--- START ---

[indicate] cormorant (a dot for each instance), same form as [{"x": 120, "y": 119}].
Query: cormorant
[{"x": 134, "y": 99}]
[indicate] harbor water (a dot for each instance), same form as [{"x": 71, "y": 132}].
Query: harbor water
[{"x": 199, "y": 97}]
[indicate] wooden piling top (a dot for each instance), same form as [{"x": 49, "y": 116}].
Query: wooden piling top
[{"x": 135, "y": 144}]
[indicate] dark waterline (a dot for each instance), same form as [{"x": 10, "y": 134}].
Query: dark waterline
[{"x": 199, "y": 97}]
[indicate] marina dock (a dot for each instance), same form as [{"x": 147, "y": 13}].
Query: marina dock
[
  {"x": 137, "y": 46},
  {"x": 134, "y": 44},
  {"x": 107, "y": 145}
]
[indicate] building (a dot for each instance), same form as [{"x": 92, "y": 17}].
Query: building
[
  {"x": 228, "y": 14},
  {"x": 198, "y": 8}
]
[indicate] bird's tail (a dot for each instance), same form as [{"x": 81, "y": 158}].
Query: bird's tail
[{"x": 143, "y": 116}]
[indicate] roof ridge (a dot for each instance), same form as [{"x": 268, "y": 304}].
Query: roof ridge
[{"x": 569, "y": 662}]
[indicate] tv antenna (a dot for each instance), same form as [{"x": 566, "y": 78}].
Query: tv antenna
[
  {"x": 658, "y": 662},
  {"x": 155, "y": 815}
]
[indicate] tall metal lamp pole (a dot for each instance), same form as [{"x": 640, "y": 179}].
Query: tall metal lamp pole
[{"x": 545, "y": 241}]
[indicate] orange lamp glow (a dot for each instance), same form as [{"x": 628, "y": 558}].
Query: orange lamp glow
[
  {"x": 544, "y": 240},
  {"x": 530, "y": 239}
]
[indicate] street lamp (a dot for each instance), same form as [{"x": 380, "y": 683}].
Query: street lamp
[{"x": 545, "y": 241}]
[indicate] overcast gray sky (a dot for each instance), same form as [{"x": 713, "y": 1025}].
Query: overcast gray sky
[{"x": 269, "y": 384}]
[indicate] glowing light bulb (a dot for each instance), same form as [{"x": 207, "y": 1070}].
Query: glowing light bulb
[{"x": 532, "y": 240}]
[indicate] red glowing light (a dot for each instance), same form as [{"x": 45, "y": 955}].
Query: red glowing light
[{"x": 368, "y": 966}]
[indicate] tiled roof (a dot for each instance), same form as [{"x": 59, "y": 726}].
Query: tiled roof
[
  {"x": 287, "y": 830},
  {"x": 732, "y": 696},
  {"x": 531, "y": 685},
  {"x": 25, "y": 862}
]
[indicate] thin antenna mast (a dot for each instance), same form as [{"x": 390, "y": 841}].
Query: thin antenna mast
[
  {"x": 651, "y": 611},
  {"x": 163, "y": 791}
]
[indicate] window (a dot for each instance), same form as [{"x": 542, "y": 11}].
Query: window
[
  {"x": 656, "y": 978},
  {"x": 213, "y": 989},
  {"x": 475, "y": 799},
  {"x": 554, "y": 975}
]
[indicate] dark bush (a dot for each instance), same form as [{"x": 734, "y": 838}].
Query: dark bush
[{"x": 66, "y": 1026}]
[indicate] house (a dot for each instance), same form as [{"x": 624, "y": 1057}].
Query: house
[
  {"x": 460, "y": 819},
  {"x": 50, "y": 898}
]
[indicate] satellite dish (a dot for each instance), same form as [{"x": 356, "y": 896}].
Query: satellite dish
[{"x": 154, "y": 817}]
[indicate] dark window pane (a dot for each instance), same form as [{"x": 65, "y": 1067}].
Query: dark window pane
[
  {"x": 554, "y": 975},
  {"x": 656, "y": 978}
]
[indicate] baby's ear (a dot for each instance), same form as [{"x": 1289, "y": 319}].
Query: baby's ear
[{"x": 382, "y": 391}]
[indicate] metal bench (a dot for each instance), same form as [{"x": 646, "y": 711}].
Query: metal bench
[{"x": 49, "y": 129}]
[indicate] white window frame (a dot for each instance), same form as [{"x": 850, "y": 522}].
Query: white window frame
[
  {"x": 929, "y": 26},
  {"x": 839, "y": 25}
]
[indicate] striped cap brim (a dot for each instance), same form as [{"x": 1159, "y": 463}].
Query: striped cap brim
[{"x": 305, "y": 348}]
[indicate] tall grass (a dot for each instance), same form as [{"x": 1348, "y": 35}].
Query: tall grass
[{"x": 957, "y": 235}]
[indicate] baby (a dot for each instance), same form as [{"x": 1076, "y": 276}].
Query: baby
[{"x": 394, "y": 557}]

--- END ---

Exactly reproduce the lines that run from the line with "[indicate] metal bench" through the last line of the records, inclusive.

[indicate] metal bench (a dot for each instance), same form as [{"x": 646, "y": 711}].
Query: metal bench
[{"x": 49, "y": 129}]
[indicate] white window frame (a dot for each instance), same form as [{"x": 850, "y": 522}].
Query: white window frame
[
  {"x": 929, "y": 26},
  {"x": 839, "y": 25}
]
[indicate] striped cap brim (a dot for each instance), same form as [{"x": 1159, "y": 463}].
Query: striped cap brim
[{"x": 305, "y": 348}]
[indicate] tall grass (a dot for each instance), same form as [{"x": 1348, "y": 35}].
Query: tall grass
[{"x": 957, "y": 235}]
[indicate] baby (a dot for each instance), same form as [{"x": 1076, "y": 276}].
Query: baby
[{"x": 394, "y": 557}]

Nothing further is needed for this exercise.